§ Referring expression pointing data
<<<<

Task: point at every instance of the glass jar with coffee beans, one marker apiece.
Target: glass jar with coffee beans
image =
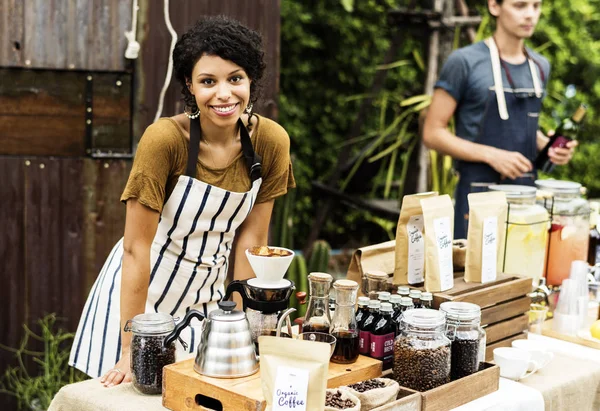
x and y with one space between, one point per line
148 353
468 338
422 350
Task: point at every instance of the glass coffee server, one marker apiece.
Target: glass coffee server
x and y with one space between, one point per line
318 317
343 325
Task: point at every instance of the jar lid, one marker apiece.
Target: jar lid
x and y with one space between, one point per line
346 285
386 307
406 301
424 318
152 323
559 186
514 191
461 311
377 275
395 298
321 277
227 313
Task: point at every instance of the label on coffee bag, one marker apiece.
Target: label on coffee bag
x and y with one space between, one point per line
291 389
443 237
489 249
416 249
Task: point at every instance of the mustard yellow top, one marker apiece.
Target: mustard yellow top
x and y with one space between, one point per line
161 157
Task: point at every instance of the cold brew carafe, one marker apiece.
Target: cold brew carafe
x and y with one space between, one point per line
318 317
343 325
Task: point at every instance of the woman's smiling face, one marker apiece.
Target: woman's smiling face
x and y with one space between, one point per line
221 89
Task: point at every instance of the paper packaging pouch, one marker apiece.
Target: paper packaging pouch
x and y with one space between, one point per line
410 243
293 373
438 214
485 238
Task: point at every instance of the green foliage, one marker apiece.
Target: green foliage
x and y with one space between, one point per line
54 370
328 55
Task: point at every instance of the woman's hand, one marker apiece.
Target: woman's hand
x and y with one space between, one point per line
561 156
121 372
510 164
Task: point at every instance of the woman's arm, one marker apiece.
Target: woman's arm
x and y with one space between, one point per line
253 231
140 227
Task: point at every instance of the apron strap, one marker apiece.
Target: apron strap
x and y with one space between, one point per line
498 84
253 160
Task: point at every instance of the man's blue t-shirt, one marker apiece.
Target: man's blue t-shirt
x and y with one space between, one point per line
467 77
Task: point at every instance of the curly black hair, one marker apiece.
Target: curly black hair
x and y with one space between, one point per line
224 37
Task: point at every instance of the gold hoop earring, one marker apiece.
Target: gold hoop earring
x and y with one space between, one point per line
191 115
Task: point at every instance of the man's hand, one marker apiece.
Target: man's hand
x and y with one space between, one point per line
510 164
561 156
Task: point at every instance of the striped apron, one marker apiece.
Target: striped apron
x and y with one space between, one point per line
189 261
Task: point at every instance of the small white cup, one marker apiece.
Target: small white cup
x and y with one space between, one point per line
538 354
514 363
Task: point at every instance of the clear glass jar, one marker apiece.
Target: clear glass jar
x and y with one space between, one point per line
318 316
524 250
416 297
376 282
148 353
422 350
569 233
468 338
426 300
343 325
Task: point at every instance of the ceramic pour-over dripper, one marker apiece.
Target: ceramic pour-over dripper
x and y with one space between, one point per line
269 268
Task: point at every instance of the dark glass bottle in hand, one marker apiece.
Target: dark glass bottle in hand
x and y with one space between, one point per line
566 131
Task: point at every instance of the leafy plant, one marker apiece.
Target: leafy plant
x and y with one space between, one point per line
53 369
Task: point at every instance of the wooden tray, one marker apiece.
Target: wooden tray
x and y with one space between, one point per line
185 389
458 392
504 304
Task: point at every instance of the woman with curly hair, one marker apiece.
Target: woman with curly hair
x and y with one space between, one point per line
198 180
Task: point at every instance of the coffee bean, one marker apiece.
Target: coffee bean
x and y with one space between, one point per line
367 385
465 358
420 364
334 400
148 357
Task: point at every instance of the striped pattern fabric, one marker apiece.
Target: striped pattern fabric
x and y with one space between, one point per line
189 262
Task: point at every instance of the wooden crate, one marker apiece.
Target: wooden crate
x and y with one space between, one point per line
455 393
185 389
504 304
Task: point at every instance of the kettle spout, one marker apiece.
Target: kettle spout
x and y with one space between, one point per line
285 315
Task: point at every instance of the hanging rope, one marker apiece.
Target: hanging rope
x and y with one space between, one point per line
161 98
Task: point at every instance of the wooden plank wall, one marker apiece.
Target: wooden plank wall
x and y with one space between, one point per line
64 34
261 15
61 218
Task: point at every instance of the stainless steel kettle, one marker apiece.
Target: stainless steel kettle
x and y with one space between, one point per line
225 349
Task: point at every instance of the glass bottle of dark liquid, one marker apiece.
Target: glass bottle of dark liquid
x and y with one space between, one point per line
364 336
566 131
318 317
426 300
594 246
382 337
405 305
343 324
361 312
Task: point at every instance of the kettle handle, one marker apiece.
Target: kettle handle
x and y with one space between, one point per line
184 323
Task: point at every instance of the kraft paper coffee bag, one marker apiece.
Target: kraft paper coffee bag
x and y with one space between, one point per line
485 238
410 244
438 214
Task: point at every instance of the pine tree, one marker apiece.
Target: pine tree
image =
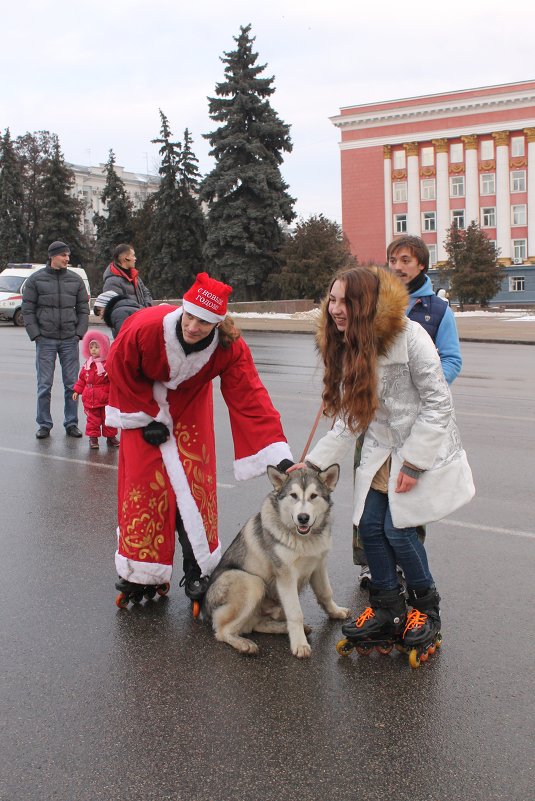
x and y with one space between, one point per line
245 191
116 226
472 267
310 256
13 240
61 213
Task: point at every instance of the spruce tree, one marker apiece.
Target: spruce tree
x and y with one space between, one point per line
472 267
245 192
115 226
13 239
61 213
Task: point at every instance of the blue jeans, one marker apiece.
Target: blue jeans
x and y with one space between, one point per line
45 362
386 547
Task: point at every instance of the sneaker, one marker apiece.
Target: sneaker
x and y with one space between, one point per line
73 431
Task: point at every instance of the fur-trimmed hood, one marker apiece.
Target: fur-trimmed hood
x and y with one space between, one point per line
96 336
390 318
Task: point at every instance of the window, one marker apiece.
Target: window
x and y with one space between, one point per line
427 156
399 159
399 190
427 189
457 217
457 186
518 181
518 215
519 250
517 146
429 221
456 153
488 183
488 217
487 149
400 223
517 283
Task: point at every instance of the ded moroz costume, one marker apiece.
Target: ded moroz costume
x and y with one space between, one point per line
160 379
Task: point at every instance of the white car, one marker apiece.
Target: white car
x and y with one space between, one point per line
12 281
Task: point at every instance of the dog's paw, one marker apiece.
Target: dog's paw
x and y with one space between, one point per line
302 651
340 613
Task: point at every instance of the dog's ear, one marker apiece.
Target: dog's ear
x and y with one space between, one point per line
276 477
330 476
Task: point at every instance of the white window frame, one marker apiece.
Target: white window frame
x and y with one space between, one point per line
456 153
487 149
519 214
457 214
519 248
457 186
488 212
399 161
517 146
429 221
428 189
400 223
399 192
517 283
518 180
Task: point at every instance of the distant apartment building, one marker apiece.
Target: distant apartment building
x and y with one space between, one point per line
90 182
421 164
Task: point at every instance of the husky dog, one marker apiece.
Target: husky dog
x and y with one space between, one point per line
256 585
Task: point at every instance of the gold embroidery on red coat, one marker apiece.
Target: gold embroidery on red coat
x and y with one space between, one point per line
144 512
196 463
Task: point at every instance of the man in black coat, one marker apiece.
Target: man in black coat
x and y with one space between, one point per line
55 307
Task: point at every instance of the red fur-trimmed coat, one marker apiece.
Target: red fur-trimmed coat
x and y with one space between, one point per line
153 379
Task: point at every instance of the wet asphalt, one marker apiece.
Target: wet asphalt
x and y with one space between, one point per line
101 704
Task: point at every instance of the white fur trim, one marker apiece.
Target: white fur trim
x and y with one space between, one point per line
182 367
255 465
142 572
189 511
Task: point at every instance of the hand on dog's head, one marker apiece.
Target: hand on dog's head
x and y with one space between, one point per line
328 477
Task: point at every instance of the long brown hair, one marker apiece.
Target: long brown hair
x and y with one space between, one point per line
350 357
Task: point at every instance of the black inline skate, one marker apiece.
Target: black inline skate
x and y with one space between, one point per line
379 627
129 591
422 634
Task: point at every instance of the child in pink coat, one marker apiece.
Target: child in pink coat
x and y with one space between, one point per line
94 386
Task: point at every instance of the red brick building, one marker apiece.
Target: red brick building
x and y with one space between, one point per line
419 164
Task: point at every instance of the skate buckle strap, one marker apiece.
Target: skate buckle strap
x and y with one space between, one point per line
366 615
415 620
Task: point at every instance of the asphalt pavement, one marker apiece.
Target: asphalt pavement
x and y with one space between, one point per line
102 704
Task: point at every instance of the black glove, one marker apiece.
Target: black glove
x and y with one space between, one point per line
155 433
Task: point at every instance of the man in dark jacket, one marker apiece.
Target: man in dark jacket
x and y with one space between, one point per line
55 307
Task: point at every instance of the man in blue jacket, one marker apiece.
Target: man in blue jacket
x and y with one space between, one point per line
408 257
55 307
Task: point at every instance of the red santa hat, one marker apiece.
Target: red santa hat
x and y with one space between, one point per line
207 299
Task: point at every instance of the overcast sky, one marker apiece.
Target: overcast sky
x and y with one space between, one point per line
97 72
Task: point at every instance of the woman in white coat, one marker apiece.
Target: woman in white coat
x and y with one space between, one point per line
383 377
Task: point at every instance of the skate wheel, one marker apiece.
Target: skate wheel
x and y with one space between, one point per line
384 649
121 601
344 647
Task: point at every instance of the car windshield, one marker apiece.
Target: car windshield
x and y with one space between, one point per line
11 283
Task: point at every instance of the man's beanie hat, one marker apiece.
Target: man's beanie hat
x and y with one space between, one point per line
58 247
207 299
104 298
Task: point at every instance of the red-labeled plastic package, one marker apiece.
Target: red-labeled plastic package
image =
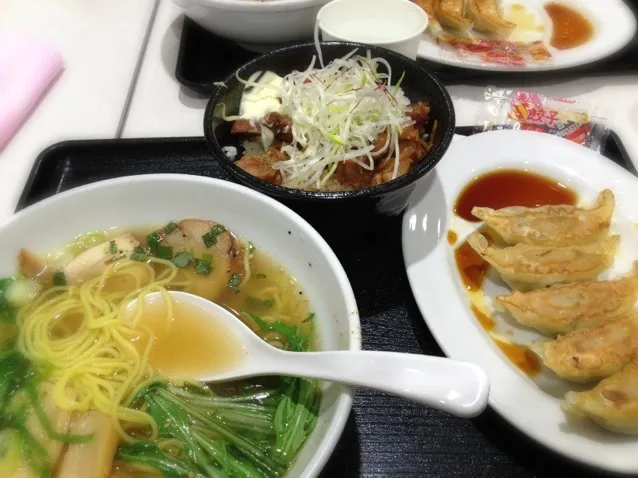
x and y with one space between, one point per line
576 121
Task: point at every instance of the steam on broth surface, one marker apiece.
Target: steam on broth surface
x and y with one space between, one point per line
88 388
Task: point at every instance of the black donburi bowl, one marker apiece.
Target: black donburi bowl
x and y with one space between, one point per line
344 212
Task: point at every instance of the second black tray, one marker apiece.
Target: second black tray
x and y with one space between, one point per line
385 435
205 58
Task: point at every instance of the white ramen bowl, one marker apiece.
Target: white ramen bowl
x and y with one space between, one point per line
258 25
393 24
275 229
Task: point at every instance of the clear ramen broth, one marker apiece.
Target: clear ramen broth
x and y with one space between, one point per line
116 388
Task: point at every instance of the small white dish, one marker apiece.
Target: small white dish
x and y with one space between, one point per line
158 198
614 27
527 404
397 25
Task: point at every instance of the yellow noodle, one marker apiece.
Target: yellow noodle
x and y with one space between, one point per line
84 333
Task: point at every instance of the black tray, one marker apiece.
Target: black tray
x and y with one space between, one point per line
205 58
385 436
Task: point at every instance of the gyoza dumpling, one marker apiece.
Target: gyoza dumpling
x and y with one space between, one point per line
451 13
613 403
594 353
487 17
527 267
551 225
434 27
568 307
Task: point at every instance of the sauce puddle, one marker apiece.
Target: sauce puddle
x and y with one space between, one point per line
570 27
505 188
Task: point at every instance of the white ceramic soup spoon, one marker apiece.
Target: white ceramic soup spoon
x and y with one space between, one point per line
456 387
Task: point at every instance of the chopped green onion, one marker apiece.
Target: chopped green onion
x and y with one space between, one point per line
164 252
234 282
210 238
153 241
398 85
182 259
170 227
139 254
59 278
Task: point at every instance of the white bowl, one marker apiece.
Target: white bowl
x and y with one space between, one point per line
258 25
363 21
290 240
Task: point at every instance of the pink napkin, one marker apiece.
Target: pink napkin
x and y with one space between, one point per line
27 67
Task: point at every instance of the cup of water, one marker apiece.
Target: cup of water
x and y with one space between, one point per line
393 24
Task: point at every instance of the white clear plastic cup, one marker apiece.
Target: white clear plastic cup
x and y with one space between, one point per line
393 24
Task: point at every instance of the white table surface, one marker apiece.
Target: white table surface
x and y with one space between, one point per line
101 42
160 106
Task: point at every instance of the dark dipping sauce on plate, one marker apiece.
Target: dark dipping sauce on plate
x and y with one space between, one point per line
570 27
511 187
471 266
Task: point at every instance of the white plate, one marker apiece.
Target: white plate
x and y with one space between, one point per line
614 26
445 305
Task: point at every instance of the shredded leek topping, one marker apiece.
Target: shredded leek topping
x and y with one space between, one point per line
337 114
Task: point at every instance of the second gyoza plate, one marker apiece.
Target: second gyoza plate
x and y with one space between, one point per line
532 404
614 26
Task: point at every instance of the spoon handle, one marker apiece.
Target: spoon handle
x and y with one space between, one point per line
459 388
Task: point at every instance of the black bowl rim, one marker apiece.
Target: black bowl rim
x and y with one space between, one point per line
290 193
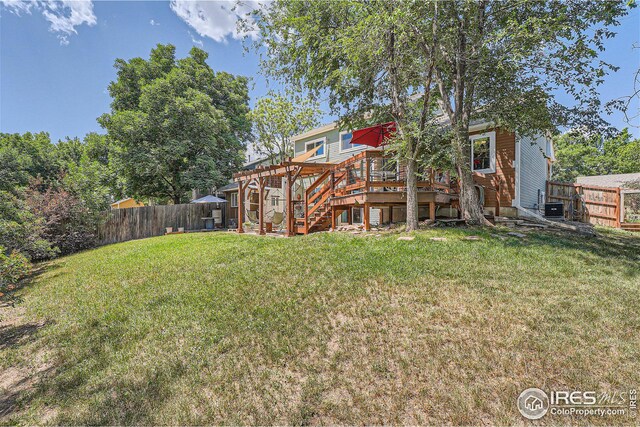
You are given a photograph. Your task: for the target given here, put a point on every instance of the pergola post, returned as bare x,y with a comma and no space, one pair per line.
261,184
241,189
289,205
367,223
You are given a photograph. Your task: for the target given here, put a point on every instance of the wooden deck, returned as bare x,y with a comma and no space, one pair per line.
368,179
387,198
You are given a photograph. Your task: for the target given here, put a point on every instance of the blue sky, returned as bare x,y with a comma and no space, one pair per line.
56,58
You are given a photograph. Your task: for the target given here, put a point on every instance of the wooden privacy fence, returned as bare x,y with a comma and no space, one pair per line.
587,203
121,225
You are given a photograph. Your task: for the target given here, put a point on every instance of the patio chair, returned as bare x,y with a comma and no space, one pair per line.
277,218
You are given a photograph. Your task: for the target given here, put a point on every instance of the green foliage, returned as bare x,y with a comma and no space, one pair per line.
277,118
67,223
51,195
176,124
26,156
495,60
578,154
13,268
21,229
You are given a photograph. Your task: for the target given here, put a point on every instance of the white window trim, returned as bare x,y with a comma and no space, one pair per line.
359,147
492,151
315,141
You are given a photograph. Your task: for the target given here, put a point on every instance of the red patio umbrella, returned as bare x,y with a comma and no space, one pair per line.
374,136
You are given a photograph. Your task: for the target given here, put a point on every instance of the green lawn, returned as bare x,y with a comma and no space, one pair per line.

>>>>

§ THE PROBLEM
Please reproduce, exactly as they appear above, the lines from the line containing "Target: white ramen bowl" up to and including the line containing "Task: point at every instance of the sauce".

§ REPLY TO THE EXERCISE
Target: white ramen bowl
x and y with one space between, one point per line
258 25
393 24
275 229
Task: point at every instance of the clear ramen broth, one marker apiece.
Target: clear ramen broth
x and y with one space between, one point per line
116 388
Task: point at every instance of the small white dish, one marker apiece.
Target: small white dish
x and y with one space between, one point per line
158 198
614 27
527 404
397 25
Task: point at every instance of the yellow noodle, one marker apiece.
Target: yellow noodle
x and y with one space between, one point per line
84 333
Task: point at every instance of the black tray, one marker apiece.
Target: black tray
x and y with one space between, one point per line
205 58
385 436
Task: point at every instance of the gyoza dumpling, one marker apiece.
Target: gyoza dumpling
x and y with one space between, one point per line
451 13
613 403
594 353
487 17
527 267
551 225
434 27
568 307
Task: point at every instance of the sauce puddle, one marker apiece.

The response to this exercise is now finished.